BEGIN

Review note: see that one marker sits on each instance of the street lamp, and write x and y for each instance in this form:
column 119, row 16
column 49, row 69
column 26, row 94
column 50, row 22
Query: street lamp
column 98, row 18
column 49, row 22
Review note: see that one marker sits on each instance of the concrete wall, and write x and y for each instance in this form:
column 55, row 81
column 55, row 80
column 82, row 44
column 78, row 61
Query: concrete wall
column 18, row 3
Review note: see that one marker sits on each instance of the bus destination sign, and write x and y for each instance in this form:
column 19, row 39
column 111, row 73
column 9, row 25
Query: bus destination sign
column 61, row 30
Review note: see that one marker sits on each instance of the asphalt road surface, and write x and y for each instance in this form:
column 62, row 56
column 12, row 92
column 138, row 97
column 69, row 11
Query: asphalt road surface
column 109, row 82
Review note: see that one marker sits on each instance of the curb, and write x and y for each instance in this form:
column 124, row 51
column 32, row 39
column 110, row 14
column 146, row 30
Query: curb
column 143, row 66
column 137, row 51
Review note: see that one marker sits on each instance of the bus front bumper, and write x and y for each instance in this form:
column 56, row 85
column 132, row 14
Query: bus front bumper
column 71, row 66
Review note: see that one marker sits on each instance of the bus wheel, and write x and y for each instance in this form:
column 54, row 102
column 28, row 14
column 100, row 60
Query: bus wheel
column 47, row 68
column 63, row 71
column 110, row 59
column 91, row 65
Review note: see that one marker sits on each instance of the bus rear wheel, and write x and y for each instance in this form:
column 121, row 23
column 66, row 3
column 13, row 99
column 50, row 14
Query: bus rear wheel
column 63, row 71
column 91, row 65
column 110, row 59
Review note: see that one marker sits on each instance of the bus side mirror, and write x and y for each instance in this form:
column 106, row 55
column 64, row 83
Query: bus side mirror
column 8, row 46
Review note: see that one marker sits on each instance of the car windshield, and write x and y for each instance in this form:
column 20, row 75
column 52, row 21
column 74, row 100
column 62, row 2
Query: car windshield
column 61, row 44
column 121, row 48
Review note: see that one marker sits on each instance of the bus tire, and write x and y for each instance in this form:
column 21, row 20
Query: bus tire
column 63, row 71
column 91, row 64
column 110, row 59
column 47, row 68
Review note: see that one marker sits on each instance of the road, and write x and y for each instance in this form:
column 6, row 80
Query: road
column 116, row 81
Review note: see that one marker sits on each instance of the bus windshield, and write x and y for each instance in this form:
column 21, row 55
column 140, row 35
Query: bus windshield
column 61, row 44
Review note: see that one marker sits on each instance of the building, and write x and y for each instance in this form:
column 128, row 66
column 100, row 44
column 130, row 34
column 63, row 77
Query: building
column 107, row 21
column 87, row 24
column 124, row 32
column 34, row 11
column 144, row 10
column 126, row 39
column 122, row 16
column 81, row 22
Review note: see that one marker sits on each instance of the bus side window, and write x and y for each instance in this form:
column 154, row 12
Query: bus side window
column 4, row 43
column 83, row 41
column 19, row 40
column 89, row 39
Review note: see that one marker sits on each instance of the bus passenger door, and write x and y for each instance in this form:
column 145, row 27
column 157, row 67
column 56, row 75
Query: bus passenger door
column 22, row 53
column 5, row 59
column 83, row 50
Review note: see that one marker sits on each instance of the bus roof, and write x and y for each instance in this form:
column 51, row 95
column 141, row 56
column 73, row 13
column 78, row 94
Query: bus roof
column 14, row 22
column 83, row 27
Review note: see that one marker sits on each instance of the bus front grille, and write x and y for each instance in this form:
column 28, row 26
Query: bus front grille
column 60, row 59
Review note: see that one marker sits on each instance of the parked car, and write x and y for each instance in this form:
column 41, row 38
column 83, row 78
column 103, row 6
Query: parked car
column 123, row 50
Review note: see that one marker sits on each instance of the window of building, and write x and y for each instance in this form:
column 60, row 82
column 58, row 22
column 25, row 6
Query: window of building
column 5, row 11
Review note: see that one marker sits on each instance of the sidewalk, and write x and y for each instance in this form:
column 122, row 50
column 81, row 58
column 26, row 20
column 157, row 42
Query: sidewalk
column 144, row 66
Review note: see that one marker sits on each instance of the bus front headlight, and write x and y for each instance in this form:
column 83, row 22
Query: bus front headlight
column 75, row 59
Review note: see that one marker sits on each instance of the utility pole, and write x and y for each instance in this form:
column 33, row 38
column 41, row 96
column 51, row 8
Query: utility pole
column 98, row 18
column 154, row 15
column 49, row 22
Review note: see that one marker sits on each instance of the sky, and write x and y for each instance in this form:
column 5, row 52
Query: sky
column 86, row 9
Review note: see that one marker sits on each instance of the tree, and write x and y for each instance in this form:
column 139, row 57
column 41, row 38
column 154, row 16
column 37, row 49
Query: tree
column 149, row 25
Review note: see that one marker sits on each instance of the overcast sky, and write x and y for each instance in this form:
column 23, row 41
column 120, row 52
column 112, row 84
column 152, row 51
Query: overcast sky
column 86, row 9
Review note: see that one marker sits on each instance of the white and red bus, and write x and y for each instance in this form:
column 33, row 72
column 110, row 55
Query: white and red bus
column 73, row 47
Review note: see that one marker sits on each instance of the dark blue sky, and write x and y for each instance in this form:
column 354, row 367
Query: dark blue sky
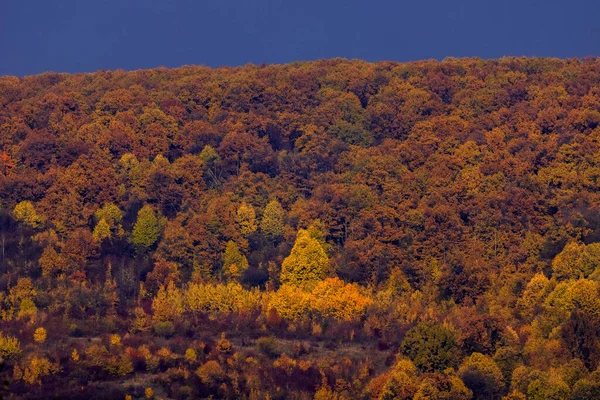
column 88, row 35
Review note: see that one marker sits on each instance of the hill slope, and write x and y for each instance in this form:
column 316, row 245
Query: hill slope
column 330, row 200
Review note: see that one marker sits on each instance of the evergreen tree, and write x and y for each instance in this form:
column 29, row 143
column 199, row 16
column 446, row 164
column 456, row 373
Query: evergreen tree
column 234, row 262
column 272, row 220
column 246, row 219
column 101, row 231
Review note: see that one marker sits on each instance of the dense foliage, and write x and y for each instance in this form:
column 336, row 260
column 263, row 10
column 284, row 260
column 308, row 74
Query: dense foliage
column 331, row 230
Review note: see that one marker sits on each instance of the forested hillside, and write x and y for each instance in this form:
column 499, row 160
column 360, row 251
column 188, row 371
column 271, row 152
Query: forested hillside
column 332, row 230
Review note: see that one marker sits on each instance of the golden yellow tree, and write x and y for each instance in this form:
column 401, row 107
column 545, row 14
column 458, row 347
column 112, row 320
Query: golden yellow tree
column 307, row 262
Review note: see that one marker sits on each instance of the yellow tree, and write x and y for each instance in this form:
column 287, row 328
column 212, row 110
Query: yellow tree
column 147, row 228
column 168, row 303
column 307, row 262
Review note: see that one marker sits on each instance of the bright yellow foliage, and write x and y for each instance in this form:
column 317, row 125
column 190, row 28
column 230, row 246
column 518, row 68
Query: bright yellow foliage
column 168, row 303
column 39, row 335
column 9, row 346
column 307, row 262
column 332, row 298
column 25, row 212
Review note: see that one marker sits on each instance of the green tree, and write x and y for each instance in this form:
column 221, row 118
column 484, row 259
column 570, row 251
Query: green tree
column 25, row 212
column 147, row 228
column 431, row 347
column 307, row 262
column 101, row 230
column 272, row 220
column 234, row 262
column 246, row 219
column 481, row 374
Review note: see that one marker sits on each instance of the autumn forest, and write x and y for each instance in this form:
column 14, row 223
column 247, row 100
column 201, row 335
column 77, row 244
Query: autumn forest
column 327, row 230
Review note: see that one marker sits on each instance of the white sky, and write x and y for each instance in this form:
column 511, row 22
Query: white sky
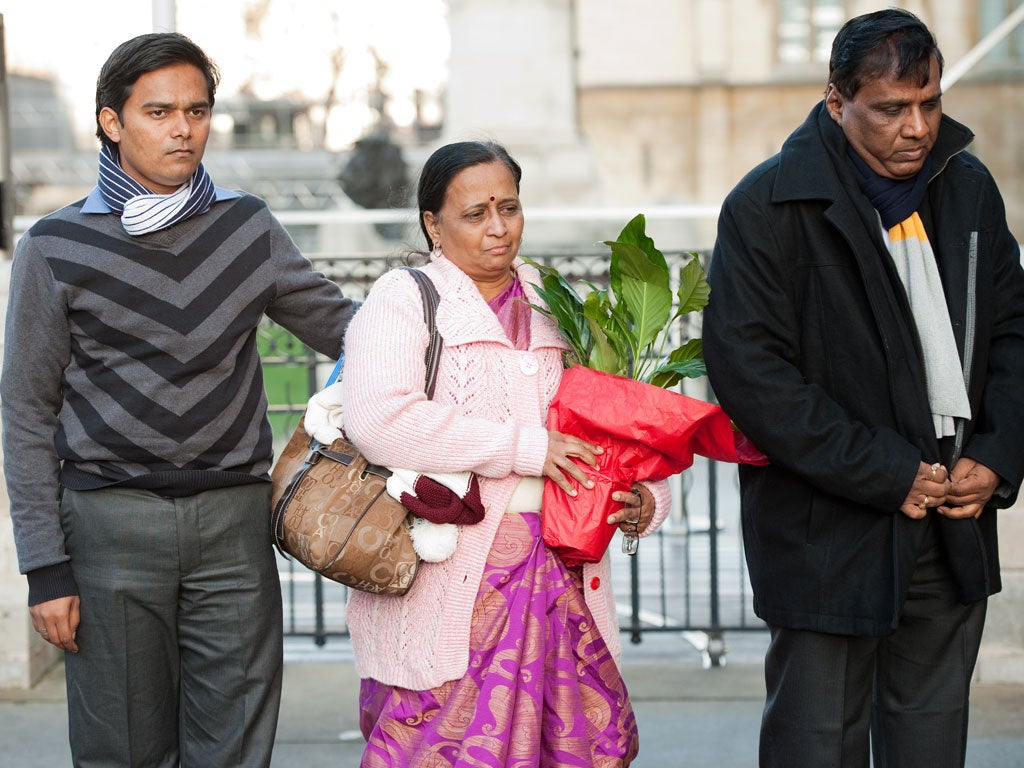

END

Your answer must be an exact copy of the records, with every picture left out.

● **Solution**
Review note: see that one marker sits on each instance of the street lamp, and write x and y for each instance in this form:
column 119, row 16
column 49, row 69
column 26, row 94
column 50, row 22
Query: street lamp
column 98, row 18
column 49, row 22
Review note: see that one marker sits on each instance of the concrete wall, and write x and y for each instance in this form:
column 55, row 81
column 55, row 80
column 82, row 44
column 78, row 61
Query: concrete wall
column 18, row 3
Review note: see that one marker sits on each instance of the bus destination sign, and write x and y for each instance in this form:
column 19, row 39
column 111, row 73
column 9, row 25
Query: bus destination sign
column 61, row 30
Review note: see that one marker sits on each instance of the asphalt road surface, and write x and y for each instance in this form:
column 62, row 56
column 12, row 92
column 138, row 97
column 69, row 11
Query: asphalt road surface
column 109, row 82
Review note: see that one marker sits on each instance of the curb, and write x and y for each instance in this form:
column 124, row 51
column 32, row 39
column 110, row 14
column 146, row 30
Query: curb
column 143, row 66
column 137, row 51
Review note: see that one marker sits on each instance of the bus front bumper, and write x and y for each instance in this form:
column 56, row 85
column 132, row 14
Query: bus front bumper
column 71, row 66
Review note: see that one marker sits on each instance of the bus wheel, and write x and y for each instance in this form:
column 54, row 102
column 28, row 14
column 100, row 60
Query: bus wheel
column 47, row 68
column 63, row 71
column 110, row 59
column 91, row 65
Review note: see that one marker sits on each instance of the bus rear wheel, and write x and y for each instance in this form:
column 121, row 23
column 66, row 3
column 13, row 99
column 50, row 14
Query: bus rear wheel
column 63, row 71
column 91, row 65
column 110, row 59
Review note: see that one marker sits on each instance of the bus side mirror, and write x and y for each instance in this form:
column 106, row 55
column 64, row 83
Query: bus side mirror
column 8, row 46
Review note: see that one marker sits on each instance of the car windshield, and write x and y for each instance in this form:
column 20, row 75
column 52, row 21
column 74, row 100
column 62, row 2
Query: car windshield
column 61, row 44
column 121, row 48
Review note: see that one marker sits on each instance of the bus tire, and write x and y for each instance in this form:
column 21, row 20
Query: bus tire
column 63, row 71
column 91, row 64
column 110, row 59
column 47, row 68
Review note: see that one marker sits on each instance of the road, and write x and y for each instance in this form:
column 6, row 80
Query: road
column 116, row 81
Review note: see that one marker sits on each instance of the bus windshield, and write x and y for each instance in this form:
column 21, row 55
column 140, row 35
Query: bus windshield
column 61, row 44
Review note: see that one marker sits on each instance of the building, and write x and y for each instance in this form:
column 128, row 66
column 100, row 44
column 130, row 34
column 63, row 77
Query: building
column 107, row 21
column 87, row 24
column 124, row 32
column 34, row 11
column 144, row 10
column 126, row 39
column 122, row 16
column 81, row 22
Review note: see that one marker sits on each instance of the bus side window, and write x and y for each instance in this form:
column 154, row 12
Query: bus side window
column 4, row 43
column 83, row 41
column 19, row 40
column 89, row 39
Review note: see that one marker sits on each instance of the bus passenger door, and write x and y for each instance in this form:
column 145, row 27
column 157, row 67
column 56, row 75
Query: bus passenger door
column 22, row 53
column 5, row 59
column 83, row 50
Review note: see that one marker sits on each instance of the bus roof, and write x and y for each instance in this form:
column 51, row 95
column 141, row 56
column 73, row 13
column 78, row 94
Query: bus roof
column 14, row 22
column 83, row 27
Review note: see that one marker sits on each instance of the bus front grille, and write x and y for each instance in this form:
column 28, row 26
Query: bus front grille
column 60, row 59
Review note: see that one marker sits on each instance of the parked car, and write x and y for each instance in this form:
column 41, row 38
column 83, row 78
column 103, row 6
Query: parked car
column 123, row 50
Review note: see that one marker sits on each instance of the window of building, and write x and y for each instance in this form:
column 60, row 82
column 58, row 22
column 25, row 6
Query: window of building
column 5, row 11
Review note: see that one marker sits on each instance of the sidewalk, and write x and y for each instance in this form:
column 122, row 50
column 81, row 58
column 26, row 20
column 157, row 42
Query: sidewalk
column 144, row 66
Review note: see that one marker sits on each instance of the bus front headlight, and write x and y for each instance in this form:
column 83, row 22
Query: bus front headlight
column 75, row 59
Review note: see that one marker sits on each instance of the utility pole, and write x and y for each instance in this form:
column 33, row 38
column 41, row 96
column 51, row 8
Query: utility pole
column 98, row 18
column 154, row 15
column 49, row 22
Review note: see that one marker sits on each instance of the sky, and write x and y for each instance in this form:
column 5, row 52
Query: sky
column 86, row 9
Review note: see that one marker sits on each instance of the tree, and write x and y for each instance in this form:
column 139, row 57
column 41, row 38
column 154, row 16
column 37, row 49
Query: tree
column 149, row 25
Review note: see that one marker sits on each instance of the overcast sky, and write x and y for each instance in this form:
column 23, row 41
column 120, row 52
column 112, row 84
column 152, row 51
Query: overcast sky
column 86, row 9
Review note: see that one marker sits on each instance of the white and red bus, and write x and y for each instance in this form:
column 33, row 72
column 110, row 55
Query: white and red bus
column 73, row 47
Review note: see that one marker sits on each instance of the dark blue sky, and write x and y for each instance in this form:
column 354, row 367
Query: dark blue sky
column 88, row 35
Review note: see that one marker sits on each instance of the hill slope, and write x and y for each instance in this form:
column 316, row 245
Query: hill slope
column 330, row 200
Review note: see that one marker sits on each instance of the evergreen tree, and write x and y for each instance in this form:
column 29, row 143
column 199, row 16
column 446, row 164
column 456, row 373
Query: evergreen tree
column 234, row 262
column 272, row 220
column 246, row 219
column 101, row 231
Review note: see that one marker sits on each instance of the dense foliage, and write x and y for each instance in this form:
column 336, row 260
column 263, row 10
column 284, row 260
column 308, row 74
Query: dense foliage
column 331, row 230
Review note: see that one marker sits on each instance of the forested hillside, and write x and y for each instance in this form:
column 499, row 160
column 360, row 251
column 188, row 371
column 271, row 152
Query: forested hillside
column 332, row 230
Review note: see that one marker sits on each instance of the golden yellow tree, and write x and y for each instance in this form:
column 401, row 107
column 545, row 14
column 458, row 347
column 112, row 320
Query: golden yellow tree
column 307, row 262
Review note: see that one marker sits on each instance of the yellow tree, and write x and y for each instance in this form:
column 287, row 328
column 212, row 110
Query: yellow tree
column 147, row 228
column 168, row 303
column 307, row 262
Review note: see that one marker sits on each instance of the bright yellow foliage, and write x and y for each instance in this form:
column 317, row 125
column 190, row 28
column 230, row 246
column 518, row 68
Query: bright yellow foliage
column 168, row 303
column 39, row 335
column 9, row 346
column 307, row 262
column 332, row 298
column 25, row 212
Review note: see that one marker sits on each instance of the green tree, and write x and y for each instance in this form:
column 221, row 118
column 484, row 259
column 570, row 251
Query: green tree
column 25, row 212
column 147, row 228
column 431, row 347
column 307, row 262
column 101, row 230
column 272, row 220
column 234, row 262
column 246, row 219
column 481, row 374
Review note: see that one marker sits on each instance of the autumn forest, and write x and y for each instance in this form:
column 14, row 223
column 247, row 100
column 201, row 335
column 77, row 244
Query: autumn forest
column 327, row 230
Review note: see that one marker sits on each instance of the white sky, and write x and y for each instance in this form:
column 511, row 22
Query: white sky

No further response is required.